▶ _GIVEN INSTRUCTION 1_:
From the forum thread about rat licking, quote the passage from "He he I love" up to and including "licked me yet..".

▶ _EXTRACTED TEXT_:
# Rat licking?



## elliriyanna (Jul 27, 2011)

I put my hand in the cage just now and both girls were licking my hand Is there anyway to promote this behavior? I LOVE licky rats but they very rarely do it.


----------



## brebre (Aug 18, 2012)

Put baby food on your hands? I want to do the same thing with my boys…


----------



## elliriyanna (Jul 27, 2011)

I don't think that's a good idea with my girls they still try to steal the spoon and they bite baby food off the spoon so I would probably take a pretty serious bite


----------



## Mrm911 (Jul 6, 2012)

Mine do it a lot when I have coconut on my hand, but they do it all the time anyways


----------



## brebre (Aug 18, 2012)

Ouch! I didn't think about bites. My boys are ridiculously gentle, but who knows? They could go crazy and bite baby food off my hands...


----------



## elliriyanna (Jul 27, 2011)

My girls generally are too but they go crazy for treats. Maybe do the back of your hand with a little baby food? Its less biteable


----------



## bbtheb235 (Jun 12, 2012)

I think licky-ness is just a behavioral thing. My rat Sophie licks my hands all the time and will meticulously go after my face if I let her, while my other rat Lilith licks very occasionally.


----------



## Cupcake&Candy (Jun 5, 2012)

My little girls never lick my hands at all; however, they always lick my lips for kisses when I pick them up. This happens mostly in the mornings when I bring them out & in the evenings when I come home. So, I'm reasonably secure it's an affection thing not just food. (it's just adorable tho'. I feel so loved)


----------



## elliriyanna (Jul 27, 2011)

Yes its an affection thing  I just want to promote it  But they specifically went for my fingers so I think that night it was because food


----------



## fluffy470 (Feb 24, 2012)

He he I love how my boys are so gentle with my hands when they " groom" them. They delicately hold each finger and nibble my nails. I think my boys just enjoy grooming me, 😉 I wouldn't put food on my hands or they might bite instead of lick thinking that ur hand iz noms  I would just give them plenty of opportunity to lick ya and of they are in the mood to do so then they will. Hope you get plenty of love from your rattie tatties


Sent from my iPad using PG Free


----------



## amyk2978 (Jul 26, 2012)

Yeah, I wouldn't try the food thing either, they might just smell it and take their chances with a quick nip! My old two ratties used to lick me, especially Cheech - once they came and licked me all over my face when I was upset! But my two new boys haven't licked me yet..


----------



## lilspaz68 (Feb 24, 2007)

You can teach them to lick and be gentle...put a smear of something yummy on your fingers and when they use their teeth change your tone, to low and warning, and when they start to lick use a happy encouraging higher pitched voice...go slow and make sure they are woken up before you do this. Most rats will learn to lick instead of grab on with food. As for licking you only, its their behaviour and some do and some don't. I love licky rats as well


----------



## DustyRat (Jul 9, 2012)

My girls lick yogurt off of my fingers. The very first time I let them do this, my girl Brownie nipped me just to see if that is what she should do or not. Now they never bite, just lick till the yogurt is all gone. ☺


----------



## elliriyanna (Jul 27, 2011)

I will try this  but I will have to make sure Apollo isn't around lol he gets crazy with yummy foods


----------

▶ _DATA LISTING_:
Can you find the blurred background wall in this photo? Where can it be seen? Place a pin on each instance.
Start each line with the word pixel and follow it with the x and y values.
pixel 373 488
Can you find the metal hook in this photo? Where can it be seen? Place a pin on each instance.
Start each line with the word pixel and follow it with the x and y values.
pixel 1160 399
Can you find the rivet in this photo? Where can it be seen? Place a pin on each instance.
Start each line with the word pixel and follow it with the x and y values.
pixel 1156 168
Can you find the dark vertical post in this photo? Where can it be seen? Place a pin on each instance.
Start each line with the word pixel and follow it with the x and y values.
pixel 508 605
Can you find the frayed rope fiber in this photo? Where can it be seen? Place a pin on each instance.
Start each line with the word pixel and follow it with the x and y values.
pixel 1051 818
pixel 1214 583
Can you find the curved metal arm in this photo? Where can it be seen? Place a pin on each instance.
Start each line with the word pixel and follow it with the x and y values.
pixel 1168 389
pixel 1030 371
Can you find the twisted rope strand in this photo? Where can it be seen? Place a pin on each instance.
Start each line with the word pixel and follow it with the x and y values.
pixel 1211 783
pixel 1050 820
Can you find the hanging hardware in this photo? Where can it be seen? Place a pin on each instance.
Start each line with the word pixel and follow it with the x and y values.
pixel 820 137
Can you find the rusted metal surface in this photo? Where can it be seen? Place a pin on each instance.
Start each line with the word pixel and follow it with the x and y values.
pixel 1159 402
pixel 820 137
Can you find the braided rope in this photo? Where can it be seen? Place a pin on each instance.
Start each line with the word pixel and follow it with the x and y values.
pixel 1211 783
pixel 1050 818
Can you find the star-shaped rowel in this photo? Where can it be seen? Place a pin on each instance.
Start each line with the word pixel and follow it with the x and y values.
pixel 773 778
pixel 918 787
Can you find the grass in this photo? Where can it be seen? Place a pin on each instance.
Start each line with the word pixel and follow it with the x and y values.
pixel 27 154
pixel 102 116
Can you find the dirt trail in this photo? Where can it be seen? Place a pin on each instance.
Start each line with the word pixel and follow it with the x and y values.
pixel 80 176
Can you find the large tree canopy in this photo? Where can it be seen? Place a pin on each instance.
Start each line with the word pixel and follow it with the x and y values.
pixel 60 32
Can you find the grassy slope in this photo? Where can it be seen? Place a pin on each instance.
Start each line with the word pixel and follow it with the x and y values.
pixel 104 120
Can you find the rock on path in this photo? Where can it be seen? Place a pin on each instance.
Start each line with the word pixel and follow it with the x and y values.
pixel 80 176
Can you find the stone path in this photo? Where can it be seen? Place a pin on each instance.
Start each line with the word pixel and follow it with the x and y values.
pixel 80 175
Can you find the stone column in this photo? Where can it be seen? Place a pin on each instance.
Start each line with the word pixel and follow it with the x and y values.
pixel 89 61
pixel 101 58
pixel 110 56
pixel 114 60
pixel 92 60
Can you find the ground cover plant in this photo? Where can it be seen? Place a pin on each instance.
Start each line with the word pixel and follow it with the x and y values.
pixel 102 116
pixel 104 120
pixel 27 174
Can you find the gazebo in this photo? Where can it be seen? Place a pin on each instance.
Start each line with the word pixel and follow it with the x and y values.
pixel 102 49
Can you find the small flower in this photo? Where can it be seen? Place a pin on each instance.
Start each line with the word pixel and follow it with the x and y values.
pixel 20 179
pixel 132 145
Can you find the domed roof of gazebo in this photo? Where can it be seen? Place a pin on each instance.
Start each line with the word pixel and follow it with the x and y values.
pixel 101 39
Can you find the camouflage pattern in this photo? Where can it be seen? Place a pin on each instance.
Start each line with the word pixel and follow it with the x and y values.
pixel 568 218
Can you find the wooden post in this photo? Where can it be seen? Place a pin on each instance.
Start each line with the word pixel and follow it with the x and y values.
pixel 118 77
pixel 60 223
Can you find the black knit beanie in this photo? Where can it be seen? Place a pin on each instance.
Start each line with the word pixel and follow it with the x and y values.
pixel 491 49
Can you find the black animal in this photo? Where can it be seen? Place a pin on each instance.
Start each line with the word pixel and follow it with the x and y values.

==

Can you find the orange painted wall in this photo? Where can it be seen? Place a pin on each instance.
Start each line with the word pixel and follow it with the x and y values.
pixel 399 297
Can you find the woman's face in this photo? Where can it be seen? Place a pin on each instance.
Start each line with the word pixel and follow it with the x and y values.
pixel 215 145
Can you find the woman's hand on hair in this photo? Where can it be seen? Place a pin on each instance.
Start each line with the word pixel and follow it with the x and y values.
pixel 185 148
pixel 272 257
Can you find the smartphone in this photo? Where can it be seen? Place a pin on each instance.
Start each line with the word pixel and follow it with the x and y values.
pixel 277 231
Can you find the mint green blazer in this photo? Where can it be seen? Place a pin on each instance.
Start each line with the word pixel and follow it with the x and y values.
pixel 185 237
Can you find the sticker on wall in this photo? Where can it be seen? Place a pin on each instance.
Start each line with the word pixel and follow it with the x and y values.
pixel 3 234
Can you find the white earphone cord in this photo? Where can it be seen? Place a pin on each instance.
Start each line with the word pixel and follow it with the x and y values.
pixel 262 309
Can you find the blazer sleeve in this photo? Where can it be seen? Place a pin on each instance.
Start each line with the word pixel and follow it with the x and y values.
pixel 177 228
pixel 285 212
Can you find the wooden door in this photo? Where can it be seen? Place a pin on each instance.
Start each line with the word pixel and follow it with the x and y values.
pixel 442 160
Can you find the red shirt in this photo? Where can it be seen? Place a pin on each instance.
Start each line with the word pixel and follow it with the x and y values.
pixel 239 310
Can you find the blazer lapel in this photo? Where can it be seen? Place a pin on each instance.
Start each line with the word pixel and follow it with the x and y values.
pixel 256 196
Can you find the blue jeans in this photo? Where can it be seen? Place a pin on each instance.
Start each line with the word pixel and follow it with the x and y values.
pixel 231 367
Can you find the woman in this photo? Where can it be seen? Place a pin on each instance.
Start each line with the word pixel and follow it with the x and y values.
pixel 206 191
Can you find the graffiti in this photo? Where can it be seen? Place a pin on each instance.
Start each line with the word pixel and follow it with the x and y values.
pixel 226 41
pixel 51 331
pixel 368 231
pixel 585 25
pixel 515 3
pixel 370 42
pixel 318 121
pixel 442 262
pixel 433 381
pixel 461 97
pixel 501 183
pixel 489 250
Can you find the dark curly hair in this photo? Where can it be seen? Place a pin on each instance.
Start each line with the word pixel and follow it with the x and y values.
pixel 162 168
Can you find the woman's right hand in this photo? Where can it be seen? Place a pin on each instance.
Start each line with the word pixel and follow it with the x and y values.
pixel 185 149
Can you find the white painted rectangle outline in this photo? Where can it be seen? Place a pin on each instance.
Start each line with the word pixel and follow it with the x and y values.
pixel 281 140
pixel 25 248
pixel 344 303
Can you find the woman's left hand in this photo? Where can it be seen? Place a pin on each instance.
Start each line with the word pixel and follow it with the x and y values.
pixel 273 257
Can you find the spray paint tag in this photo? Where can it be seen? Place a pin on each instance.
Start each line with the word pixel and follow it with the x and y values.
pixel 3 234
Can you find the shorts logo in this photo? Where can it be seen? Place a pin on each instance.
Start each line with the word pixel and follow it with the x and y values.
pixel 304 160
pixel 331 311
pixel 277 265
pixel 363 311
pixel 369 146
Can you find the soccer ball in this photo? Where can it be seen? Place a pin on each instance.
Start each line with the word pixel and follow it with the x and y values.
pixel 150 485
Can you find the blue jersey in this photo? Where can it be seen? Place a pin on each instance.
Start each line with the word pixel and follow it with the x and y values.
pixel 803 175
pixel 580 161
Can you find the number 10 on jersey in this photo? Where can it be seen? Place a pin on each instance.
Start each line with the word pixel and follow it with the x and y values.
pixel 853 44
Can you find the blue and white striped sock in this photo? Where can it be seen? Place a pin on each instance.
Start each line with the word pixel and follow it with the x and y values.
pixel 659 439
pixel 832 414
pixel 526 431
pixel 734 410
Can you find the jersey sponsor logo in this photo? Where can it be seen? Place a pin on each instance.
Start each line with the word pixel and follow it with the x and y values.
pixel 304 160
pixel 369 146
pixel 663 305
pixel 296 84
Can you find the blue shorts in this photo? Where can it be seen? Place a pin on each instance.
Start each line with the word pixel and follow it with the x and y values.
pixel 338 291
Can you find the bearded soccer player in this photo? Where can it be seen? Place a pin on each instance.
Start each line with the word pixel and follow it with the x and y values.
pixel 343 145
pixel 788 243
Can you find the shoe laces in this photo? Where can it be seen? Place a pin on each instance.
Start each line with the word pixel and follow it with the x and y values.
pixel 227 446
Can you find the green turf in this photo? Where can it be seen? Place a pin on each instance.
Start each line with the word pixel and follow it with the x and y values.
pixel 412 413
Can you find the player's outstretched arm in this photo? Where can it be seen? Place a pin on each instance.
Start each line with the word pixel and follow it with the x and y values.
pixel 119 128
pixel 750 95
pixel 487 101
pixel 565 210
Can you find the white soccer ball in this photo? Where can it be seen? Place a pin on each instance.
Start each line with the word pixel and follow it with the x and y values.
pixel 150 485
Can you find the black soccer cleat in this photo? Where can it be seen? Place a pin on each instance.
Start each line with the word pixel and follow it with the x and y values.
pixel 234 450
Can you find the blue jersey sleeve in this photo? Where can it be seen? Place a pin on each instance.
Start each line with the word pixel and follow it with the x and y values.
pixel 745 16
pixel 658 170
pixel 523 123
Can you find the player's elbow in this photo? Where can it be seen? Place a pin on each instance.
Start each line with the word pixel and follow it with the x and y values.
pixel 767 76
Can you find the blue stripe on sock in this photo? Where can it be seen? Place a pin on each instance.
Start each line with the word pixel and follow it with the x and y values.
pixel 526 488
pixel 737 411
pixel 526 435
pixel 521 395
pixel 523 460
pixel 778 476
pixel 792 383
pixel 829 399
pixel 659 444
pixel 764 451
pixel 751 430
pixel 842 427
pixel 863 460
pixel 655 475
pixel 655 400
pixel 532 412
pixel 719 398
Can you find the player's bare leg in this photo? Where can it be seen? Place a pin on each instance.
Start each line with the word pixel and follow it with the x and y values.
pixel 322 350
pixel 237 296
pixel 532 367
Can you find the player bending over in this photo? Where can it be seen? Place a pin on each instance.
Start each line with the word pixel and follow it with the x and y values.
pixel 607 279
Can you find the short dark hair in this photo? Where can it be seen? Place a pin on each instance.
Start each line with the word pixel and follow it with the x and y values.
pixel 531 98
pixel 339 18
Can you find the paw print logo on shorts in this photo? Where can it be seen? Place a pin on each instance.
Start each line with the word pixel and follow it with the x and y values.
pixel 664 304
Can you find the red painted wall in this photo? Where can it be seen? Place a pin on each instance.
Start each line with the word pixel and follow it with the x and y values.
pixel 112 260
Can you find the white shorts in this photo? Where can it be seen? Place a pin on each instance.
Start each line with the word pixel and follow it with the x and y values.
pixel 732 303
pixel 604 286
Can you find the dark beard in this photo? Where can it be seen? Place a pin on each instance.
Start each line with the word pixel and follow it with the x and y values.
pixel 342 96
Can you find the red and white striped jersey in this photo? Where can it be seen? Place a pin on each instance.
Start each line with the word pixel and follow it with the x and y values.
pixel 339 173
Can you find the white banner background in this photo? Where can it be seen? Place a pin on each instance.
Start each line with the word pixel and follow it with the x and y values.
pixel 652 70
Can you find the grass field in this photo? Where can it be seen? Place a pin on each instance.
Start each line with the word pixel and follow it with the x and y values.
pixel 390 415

▶ _GIVEN INSTRUCTION 2_:
Print the lines of the first block of entries from the line with "Can you find the rock" up to and including the line with "pixel 132 145".

▶ _WRITTEN ANSWER 1_:
He he I love how my boys are so gentle with my hands when they " groom" them. They delicately hold each finger and nibble my nails. I think my boys just enjoy grooming me, 😉 I wouldn't put food on my hands or they might bite instead of lick thinking that ur hand iz noms  I would just give them plenty of opportunity to lick ya and of they are in the mood to do so then they will. Hope you get plenty of love from your rattie tatties


Sent from my iPad using PG Free


----------



## amyk2978 (Jul 26, 2012)

Yeah, I wouldn't try the food thing either, they might just smell it and take their chances with a quick nip! My old two ratties used to lick me, especially Cheech - once they came and licked me all over my face when I was upset! But my two new boys haven't licked me yet..

▶ _WRITTEN ANSWER 2_:
Can you find the rock on path in this photo? Where can it be seen? Place a pin on each instance.
Start each line with the word pixel and follow it with the x and y values.
pixel 80 176
Can you find the stone path in this photo? Where can it be seen? Place a pin on each instance.
Start each line with the word pixel and follow it with the x and y values.
pixel 80 175
Can you find the stone column in this photo? Where can it be seen? Place a pin on each instance.
Start each line with the word pixel and follow it with the x and y values.
pixel 89 61
pixel 101 58
pixel 110 56
pixel 114 60
pixel 92 60
Can you find the ground cover plant in this photo? Where can it be seen? Place a pin on each instance.
Start each line with the word pixel and follow it with the x and y values.
pixel 102 116
pixel 104 120
pixel 27 174
Can you find the gazebo in this photo? Where can it be seen? Place a pin on each instance.
Start each line with the word pixel and follow it with the x and y values.
pixel 102 49
Can you find the small flower in this photo? Where can it be seen? Place a pin on each instance.
Start each line with the word pixel and follow it with the x and y values.
pixel 20 179
pixel 132 145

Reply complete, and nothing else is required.